[Work task] Whenever a line in the material below includes "position", copy that line.

[Source material]
---*---
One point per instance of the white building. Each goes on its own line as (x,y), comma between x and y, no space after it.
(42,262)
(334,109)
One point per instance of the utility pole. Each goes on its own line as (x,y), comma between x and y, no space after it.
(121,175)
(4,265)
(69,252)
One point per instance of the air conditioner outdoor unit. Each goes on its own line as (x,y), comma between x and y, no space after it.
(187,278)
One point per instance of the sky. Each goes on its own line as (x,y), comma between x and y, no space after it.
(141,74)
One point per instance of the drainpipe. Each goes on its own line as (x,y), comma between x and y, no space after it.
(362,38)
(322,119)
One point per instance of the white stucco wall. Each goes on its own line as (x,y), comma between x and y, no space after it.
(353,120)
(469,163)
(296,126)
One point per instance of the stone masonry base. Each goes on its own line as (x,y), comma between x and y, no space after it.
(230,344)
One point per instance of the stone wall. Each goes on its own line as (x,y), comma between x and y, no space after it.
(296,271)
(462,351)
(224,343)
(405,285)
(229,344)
---*---
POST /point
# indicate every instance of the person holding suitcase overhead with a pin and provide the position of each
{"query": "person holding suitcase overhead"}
---*---
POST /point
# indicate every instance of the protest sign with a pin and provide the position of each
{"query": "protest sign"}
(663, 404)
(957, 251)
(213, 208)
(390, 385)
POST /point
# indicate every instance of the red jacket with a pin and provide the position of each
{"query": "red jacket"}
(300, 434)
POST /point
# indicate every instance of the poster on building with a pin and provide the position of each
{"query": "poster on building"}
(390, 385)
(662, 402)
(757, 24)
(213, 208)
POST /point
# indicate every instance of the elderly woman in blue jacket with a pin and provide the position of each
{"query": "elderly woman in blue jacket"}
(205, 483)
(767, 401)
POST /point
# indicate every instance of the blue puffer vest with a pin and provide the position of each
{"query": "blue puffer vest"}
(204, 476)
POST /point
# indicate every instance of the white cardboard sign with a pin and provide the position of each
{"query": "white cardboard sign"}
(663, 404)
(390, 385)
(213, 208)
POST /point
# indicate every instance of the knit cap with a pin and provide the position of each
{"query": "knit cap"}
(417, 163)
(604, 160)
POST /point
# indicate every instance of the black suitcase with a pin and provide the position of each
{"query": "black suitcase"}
---*---
[Solution for this task]
# indicate every instance of the person holding suitcase overhead with a pin and provide the position of each
# indicate every instance of the protest sign with a pin and provide the position of each
# indicate every instance of the red jacket with a pin and provide the position of each
# indicate every instance of the poster on building with a pin and provide the position of each
# indicate every instance of the elderly woman in blue jacket with a pin and provide the position of each
# indicate every instance of the blue puffer vest with a pin and provide the position of each
# indicate every instance of the white cardboard sign with a pin and provide the position of each
# indicate every instance of the knit cap with a pin and provide the position of each
# indicate every instance of the black suitcase with a pin and provide the position of each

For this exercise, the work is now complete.